*Problem description:*
Quote exactly the lines spanning from the top of the data below to the line that contains "the stone wall.", including both.

[Stored dataset items]
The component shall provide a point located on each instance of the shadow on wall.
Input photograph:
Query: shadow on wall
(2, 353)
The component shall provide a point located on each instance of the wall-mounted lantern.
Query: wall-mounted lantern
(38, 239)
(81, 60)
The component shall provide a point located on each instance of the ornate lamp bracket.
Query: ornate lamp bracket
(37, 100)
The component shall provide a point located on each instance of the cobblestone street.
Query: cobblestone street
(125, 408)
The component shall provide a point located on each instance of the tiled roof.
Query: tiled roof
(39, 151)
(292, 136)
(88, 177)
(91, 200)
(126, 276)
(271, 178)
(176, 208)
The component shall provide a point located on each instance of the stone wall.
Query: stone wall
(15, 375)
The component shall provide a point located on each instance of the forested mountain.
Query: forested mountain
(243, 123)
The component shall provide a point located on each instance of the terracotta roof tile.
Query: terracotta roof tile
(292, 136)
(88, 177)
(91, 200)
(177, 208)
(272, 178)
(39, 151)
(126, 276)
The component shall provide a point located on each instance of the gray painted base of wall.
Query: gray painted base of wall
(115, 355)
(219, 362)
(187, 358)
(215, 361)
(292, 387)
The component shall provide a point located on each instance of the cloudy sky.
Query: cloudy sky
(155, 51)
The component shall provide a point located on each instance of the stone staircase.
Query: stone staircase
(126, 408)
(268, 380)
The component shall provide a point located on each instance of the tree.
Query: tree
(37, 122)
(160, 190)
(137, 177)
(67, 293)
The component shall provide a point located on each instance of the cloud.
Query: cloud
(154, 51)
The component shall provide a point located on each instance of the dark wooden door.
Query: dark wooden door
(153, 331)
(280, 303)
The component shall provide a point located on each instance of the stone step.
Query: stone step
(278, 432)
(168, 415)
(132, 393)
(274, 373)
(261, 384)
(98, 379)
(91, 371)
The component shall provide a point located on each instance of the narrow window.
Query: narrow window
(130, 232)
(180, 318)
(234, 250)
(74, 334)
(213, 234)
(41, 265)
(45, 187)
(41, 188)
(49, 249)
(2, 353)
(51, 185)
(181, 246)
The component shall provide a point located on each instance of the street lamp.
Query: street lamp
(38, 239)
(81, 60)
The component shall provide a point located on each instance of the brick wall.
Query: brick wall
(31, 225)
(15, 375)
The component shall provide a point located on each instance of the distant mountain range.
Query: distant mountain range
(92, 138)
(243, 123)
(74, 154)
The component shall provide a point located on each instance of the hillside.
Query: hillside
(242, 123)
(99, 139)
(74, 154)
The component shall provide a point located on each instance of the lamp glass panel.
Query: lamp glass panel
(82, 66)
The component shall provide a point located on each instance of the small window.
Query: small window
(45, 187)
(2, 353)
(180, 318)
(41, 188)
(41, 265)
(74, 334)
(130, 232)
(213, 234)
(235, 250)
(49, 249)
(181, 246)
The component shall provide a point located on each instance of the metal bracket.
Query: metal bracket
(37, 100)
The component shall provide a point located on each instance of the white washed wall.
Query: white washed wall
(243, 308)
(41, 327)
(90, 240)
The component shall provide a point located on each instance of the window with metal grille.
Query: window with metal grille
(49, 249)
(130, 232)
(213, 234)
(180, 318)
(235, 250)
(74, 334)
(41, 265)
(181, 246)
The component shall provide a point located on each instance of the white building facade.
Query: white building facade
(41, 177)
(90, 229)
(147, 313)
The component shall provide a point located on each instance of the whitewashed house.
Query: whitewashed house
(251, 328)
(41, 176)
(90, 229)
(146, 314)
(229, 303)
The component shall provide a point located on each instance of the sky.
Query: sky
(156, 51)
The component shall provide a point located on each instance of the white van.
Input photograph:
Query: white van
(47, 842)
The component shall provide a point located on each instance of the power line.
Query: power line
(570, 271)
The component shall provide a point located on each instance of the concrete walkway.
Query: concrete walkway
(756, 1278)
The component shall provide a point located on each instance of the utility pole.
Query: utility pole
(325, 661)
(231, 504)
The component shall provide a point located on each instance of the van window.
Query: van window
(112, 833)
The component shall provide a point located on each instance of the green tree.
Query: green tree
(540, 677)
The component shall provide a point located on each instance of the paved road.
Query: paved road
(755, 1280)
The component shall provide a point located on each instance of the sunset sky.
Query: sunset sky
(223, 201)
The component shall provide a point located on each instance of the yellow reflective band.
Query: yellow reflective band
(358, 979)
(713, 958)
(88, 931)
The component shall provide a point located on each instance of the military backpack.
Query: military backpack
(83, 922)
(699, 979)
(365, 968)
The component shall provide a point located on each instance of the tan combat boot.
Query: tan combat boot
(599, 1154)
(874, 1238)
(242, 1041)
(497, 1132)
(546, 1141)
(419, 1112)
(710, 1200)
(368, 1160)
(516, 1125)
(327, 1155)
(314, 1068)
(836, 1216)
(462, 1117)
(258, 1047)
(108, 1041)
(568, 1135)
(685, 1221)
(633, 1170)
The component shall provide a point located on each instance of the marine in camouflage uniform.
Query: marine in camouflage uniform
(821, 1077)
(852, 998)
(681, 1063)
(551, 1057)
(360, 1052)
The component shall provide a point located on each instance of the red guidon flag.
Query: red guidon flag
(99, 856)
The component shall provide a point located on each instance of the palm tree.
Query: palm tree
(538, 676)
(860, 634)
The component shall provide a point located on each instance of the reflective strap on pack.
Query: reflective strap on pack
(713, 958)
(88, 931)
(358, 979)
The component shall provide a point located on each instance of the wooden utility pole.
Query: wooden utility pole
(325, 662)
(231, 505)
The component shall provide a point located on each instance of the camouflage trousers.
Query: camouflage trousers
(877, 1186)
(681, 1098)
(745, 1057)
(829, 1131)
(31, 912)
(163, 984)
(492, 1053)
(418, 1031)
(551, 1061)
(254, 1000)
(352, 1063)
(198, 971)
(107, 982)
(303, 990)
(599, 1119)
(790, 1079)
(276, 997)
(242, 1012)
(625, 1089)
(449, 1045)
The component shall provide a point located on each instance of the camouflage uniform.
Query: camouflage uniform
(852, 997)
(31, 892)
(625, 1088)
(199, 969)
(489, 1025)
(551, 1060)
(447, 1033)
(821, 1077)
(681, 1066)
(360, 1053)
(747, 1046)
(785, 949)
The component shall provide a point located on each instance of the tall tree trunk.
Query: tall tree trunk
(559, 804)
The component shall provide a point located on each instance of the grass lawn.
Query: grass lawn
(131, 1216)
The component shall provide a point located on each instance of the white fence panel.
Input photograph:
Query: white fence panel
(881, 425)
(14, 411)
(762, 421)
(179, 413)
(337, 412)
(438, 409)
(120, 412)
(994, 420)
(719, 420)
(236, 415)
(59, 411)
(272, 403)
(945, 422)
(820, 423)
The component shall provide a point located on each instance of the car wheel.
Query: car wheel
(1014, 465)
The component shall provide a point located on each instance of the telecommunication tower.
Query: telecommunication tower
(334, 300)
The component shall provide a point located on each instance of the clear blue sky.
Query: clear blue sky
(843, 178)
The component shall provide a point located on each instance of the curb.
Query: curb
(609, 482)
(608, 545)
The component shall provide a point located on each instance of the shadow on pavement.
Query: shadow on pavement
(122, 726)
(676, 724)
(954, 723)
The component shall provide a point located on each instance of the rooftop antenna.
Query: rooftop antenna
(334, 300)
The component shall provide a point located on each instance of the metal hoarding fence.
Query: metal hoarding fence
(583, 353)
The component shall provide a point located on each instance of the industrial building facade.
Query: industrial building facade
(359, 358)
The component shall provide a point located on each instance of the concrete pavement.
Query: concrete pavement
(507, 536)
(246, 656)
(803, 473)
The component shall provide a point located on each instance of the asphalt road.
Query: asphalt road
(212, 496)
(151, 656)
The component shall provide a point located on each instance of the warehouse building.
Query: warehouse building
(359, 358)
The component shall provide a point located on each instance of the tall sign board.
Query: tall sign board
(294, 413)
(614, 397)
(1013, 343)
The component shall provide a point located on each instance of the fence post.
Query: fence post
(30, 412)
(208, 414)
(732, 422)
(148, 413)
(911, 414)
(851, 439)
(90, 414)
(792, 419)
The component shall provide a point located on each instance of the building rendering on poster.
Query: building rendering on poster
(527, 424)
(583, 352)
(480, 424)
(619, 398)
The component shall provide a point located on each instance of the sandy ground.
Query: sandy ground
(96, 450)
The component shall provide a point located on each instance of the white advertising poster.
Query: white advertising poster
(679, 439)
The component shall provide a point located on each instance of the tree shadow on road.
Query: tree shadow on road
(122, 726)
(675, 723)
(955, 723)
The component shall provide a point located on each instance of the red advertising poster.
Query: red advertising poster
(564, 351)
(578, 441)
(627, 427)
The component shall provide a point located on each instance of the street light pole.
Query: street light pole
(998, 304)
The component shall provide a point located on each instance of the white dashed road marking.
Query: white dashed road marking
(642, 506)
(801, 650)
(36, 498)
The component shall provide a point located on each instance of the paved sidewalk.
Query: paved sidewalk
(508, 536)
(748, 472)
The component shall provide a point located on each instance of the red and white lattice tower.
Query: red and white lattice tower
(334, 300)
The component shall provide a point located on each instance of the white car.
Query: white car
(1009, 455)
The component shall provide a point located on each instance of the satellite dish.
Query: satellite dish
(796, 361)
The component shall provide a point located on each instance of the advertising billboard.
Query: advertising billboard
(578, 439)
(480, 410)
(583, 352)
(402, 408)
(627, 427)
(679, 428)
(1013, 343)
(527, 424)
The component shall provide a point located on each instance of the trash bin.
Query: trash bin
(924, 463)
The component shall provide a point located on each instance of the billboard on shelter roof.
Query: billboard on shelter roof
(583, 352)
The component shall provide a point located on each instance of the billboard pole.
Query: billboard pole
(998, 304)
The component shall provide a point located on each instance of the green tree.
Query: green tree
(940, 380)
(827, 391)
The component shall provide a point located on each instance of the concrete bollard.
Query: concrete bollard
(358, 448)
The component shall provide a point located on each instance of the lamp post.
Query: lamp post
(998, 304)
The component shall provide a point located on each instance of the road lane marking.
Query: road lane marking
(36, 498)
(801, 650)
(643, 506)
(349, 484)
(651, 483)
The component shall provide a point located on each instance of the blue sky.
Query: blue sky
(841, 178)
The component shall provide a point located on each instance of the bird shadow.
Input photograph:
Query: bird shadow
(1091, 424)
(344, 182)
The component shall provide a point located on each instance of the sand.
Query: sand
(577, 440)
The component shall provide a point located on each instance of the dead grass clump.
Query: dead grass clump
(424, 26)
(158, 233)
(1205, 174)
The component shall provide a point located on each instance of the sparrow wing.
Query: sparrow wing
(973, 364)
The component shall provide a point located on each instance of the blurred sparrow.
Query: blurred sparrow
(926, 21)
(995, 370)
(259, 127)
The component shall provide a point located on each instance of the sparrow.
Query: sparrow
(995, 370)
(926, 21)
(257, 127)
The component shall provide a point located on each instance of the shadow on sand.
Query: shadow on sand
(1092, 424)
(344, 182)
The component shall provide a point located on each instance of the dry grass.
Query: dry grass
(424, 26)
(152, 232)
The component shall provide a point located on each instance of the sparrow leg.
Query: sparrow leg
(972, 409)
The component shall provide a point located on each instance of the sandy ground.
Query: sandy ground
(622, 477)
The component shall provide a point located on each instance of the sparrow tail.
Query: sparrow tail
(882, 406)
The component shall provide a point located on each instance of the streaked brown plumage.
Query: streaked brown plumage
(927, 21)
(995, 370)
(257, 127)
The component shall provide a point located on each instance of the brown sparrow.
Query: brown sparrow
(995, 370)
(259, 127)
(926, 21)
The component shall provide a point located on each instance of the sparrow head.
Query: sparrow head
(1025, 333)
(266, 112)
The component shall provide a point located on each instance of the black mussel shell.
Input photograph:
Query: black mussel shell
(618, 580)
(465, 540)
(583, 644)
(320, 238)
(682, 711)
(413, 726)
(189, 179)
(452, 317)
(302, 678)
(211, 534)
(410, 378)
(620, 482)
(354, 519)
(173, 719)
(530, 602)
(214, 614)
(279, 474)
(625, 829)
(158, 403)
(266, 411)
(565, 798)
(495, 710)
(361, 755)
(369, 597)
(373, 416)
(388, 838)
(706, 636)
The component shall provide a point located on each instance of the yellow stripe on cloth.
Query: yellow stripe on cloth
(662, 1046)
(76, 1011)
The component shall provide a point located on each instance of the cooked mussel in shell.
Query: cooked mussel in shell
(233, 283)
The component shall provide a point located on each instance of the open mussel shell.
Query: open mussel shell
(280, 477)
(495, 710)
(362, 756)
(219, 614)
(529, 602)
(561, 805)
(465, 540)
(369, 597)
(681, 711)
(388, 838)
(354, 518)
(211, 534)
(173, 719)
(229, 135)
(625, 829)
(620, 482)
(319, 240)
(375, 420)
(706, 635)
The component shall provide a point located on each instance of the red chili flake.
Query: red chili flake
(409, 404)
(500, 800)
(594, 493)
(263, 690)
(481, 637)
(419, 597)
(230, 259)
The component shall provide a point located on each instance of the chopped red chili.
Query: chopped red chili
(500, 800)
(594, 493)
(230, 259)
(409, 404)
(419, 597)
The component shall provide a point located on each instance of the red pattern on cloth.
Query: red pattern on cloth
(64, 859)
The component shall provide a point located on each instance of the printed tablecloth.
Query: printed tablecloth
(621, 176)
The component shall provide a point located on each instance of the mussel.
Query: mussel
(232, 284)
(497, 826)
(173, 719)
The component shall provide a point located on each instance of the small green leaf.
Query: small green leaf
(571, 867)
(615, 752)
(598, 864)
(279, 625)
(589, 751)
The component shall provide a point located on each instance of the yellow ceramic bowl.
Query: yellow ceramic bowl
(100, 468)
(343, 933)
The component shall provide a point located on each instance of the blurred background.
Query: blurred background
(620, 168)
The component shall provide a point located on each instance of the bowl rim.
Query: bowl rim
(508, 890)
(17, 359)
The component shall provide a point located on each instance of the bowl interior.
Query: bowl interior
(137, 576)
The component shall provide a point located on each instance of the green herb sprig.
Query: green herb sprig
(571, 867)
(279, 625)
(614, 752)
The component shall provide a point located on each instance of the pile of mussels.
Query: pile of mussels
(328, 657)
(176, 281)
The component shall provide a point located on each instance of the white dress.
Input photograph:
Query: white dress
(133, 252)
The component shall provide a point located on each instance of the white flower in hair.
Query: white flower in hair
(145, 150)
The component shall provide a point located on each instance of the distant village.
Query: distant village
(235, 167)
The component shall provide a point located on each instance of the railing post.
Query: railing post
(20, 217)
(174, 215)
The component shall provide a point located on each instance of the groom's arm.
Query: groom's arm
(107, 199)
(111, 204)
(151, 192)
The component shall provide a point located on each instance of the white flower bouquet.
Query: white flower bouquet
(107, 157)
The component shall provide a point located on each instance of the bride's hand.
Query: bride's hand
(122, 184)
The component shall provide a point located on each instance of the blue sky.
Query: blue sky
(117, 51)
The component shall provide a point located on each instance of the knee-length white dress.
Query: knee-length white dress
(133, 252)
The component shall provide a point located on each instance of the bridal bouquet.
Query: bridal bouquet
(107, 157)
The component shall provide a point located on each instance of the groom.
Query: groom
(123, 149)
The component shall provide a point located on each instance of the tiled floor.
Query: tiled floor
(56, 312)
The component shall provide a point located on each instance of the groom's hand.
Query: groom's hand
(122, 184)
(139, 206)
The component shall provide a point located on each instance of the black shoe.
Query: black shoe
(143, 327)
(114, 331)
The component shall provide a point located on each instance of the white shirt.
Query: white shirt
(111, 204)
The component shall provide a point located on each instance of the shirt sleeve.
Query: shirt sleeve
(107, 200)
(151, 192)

*Exercise answer:*
The component shall provide a point located on each instance of the shadow on wall.
Input photograph:
Query: shadow on wall
(2, 353)
The component shall provide a point located on each instance of the wall-mounted lantern.
Query: wall-mounted lantern
(38, 239)
(81, 60)
The component shall provide a point located on each instance of the ornate lamp bracket.
Query: ornate lamp bracket
(37, 100)
The component shall provide a point located on each instance of the cobblestone street.
Query: cobblestone street
(125, 408)
The component shall provide a point located on each instance of the tiled roof.
Query: tiled roof
(39, 151)
(292, 136)
(88, 177)
(91, 200)
(126, 276)
(271, 178)
(176, 208)
The component shall provide a point located on each instance of the stone wall.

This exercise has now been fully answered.